Text passage:
┄┄┄┄┄┄┄┄┄┄┄┄┄┄┄┄┄┄┄┄
Step 2 — Identify the manifest type and collect prerequisites

What the root manifest shows	What it means	What to collect from the user
capabilities contains io.bsp.agents.commands	Direct service — commands discoverable here	Credentials only (if authentication is declared)
tenants.manifest present, no io.bsp.agents.commands	Multi-tenant router — must fetch tenant manifest first	Both credentials and tenant ID
Neither	Service has no command surface	Nothing — report to user

Collect everything before making any authenticated request. When the root manifest declares authentication AND requires a tenant ID, ask the user for both in a single prompt. Do not make a round-trip to the tenant manifest endpoint without credentials — you already know from the root manifest that auth is required.

Step 3 — Resolve the tenant manifest (multi-tenant only)

Once you have both credentials and the tenant ID:

1. Expand the URI template: replace {tenantId} in tenants.manifest with the tenant ID the user provided.
2. Fetch the expanded URL, including any required credentials declared in BSP.authentication.
3. The tenant manifest is a self-contained, fully-resolved manifest. Treat it exactly as you would a direct service manifest from this point on.

Template:  https://api.example.com/.well-known/bsp/{tenantId}
Tenant ID: acme
Resolved:  GET https://api.example.com/.well-known/bsp/acme
           X-Api-Key: <user's key>

Tenant manifest auth: Only the API key credential is required to fetch a tenant manifest — the tenant ID is already in the URL. Implementations MUST NOT require a tenant ID header to access /.well-known/bsp/{tenantId}; the path parameter already carries it.

Step 4 — Read the capability endpoints

Find the io.bsp.agents.commands capability in BSP.capabilities. Its endpoints array lists the available HTTP operations:

{
  "name": "io.bsp.agents.commands",
  "service": "io.example.myservice",
  "endpoints": [
    { "method": "GET",  "path": "/commands" },
    { "method": "POST", "path": "/commands" }
  ]
}

Resolve each path against the http.endpoint of the service named in service (or the default io.bsp.agents service if service is absent).

Step 5 — Fetch the command catalogue

GET {http.endpoint}/commands
X-Api-Key: <credentials>

This returns the list of command types the service accepts, each with a schema, version, dataschema URI, and optional description. This is the definitive answer to "what commands are available."

Quick reference: signals and actions

What you see in the manifest	What to collect	What to do
capabilities has io.bsp.agents.commands	Credentials only	Fetch GET /commands
tenants.manifest present, no commands capability	Credentials + tenant ID together	Expand template, fetch tenant manifest, then proceed
capabilities has io.bsp.agents.commands with status: "planned"	—	Commands not yet implemented — report to user
capabilities is empty and no tenants.manifest	—	No discoverable capabilities — report to user

Do not fall back to external OpenAPI/Swagger documents. The BSP manifest is the canonical discovery surface. Any Swagger or OpenAPI URL in an implementer's response describes their application API — it is not the BSP command catalogue and may expose internal, non-BSP endpoints.
┄┄┄┄┄┄┄┄┄┄┄┄┄┄┄┄┄┄┄┄
Entries supplied:
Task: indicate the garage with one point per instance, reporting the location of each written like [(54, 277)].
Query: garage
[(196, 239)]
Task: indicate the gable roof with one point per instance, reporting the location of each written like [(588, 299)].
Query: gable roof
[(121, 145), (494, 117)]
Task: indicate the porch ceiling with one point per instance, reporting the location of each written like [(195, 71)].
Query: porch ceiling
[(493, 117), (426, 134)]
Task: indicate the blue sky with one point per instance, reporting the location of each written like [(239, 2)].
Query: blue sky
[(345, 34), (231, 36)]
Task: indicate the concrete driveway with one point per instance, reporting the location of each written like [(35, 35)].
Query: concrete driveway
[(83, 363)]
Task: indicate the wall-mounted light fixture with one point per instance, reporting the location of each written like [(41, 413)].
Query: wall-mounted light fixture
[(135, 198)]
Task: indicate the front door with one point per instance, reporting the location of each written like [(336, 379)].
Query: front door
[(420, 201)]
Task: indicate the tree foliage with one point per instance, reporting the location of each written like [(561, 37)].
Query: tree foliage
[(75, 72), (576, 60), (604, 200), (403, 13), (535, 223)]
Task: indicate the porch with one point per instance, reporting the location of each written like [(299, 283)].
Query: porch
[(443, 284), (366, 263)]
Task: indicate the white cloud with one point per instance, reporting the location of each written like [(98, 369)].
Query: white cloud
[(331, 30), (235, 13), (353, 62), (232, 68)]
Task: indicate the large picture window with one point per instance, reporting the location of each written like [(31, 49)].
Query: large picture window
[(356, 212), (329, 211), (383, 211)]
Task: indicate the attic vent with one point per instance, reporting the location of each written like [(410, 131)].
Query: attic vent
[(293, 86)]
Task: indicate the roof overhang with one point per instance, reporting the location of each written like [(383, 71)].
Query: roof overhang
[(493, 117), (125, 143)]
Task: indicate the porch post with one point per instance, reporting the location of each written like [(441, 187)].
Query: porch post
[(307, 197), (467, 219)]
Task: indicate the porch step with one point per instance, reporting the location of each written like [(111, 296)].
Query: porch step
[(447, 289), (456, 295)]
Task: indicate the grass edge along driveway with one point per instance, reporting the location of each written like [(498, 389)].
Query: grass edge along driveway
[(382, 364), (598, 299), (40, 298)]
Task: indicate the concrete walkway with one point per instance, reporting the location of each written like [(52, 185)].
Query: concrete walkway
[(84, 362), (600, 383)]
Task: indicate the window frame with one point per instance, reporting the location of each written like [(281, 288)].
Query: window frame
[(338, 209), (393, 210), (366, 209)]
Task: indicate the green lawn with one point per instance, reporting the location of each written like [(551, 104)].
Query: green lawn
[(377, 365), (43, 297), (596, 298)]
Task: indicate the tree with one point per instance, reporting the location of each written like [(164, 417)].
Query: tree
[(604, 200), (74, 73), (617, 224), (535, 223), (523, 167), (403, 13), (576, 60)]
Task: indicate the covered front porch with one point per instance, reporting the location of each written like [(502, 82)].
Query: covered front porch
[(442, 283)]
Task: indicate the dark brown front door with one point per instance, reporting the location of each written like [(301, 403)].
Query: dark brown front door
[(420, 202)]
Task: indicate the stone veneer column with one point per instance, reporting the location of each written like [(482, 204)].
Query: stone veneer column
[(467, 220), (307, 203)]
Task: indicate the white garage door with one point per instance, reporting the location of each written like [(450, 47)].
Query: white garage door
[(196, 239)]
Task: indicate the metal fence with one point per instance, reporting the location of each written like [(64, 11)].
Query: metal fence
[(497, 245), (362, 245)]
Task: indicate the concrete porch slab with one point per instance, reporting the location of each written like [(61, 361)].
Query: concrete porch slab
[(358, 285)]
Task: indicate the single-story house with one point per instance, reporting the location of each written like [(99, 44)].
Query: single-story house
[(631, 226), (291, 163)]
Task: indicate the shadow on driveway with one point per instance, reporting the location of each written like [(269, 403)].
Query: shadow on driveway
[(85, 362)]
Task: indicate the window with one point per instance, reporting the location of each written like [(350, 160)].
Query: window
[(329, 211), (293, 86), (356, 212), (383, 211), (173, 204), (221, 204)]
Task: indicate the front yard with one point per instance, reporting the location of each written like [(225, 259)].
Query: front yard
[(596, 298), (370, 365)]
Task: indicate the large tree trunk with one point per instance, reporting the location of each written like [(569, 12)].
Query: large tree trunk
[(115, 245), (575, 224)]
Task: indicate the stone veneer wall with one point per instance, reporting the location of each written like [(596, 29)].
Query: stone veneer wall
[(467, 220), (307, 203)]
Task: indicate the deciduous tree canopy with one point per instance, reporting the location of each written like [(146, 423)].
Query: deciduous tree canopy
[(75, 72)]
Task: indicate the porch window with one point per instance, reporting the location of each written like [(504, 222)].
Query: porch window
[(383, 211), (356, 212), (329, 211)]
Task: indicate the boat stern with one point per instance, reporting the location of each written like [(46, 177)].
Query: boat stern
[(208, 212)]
┄┄┄┄┄┄┄┄┄┄┄┄┄┄┄┄┄┄┄┄
Problems to solve:
1. Copy out the part of the passage on BSP command discovery starting at "What you see" and ending at "internal, non-BSP endpoints.".
2. In the passage on BSP command discovery, what does the request to GET /commands return?

Task-by-task outputs:
1.
What you see in the manifest	What to collect	What to do
capabilities has io.bsp.agents.commands	Credentials only	Fetch GET /commands
tenants.manifest present, no commands capability	Credentials + tenant ID together	Expand template, fetch tenant manifest, then proceed
capabilities has io.bsp.agents.commands with status: "planned"	—	Commands not yet implemented — report to user
capabilities is empty and no tenants.manifest	—	No discoverable capabilities — report to user

Do not fall back to external OpenAPI/Swagger documents. The BSP manifest is the canonical discovery surface. Any Swagger or OpenAPI URL in an implementer's response describes their application API — it is not the BSP command catalogue and may expose internal, non-BSP endpoints.

2. It returns the list of command types the service accepts, each with a schema, version, dataschema URI, and optional description.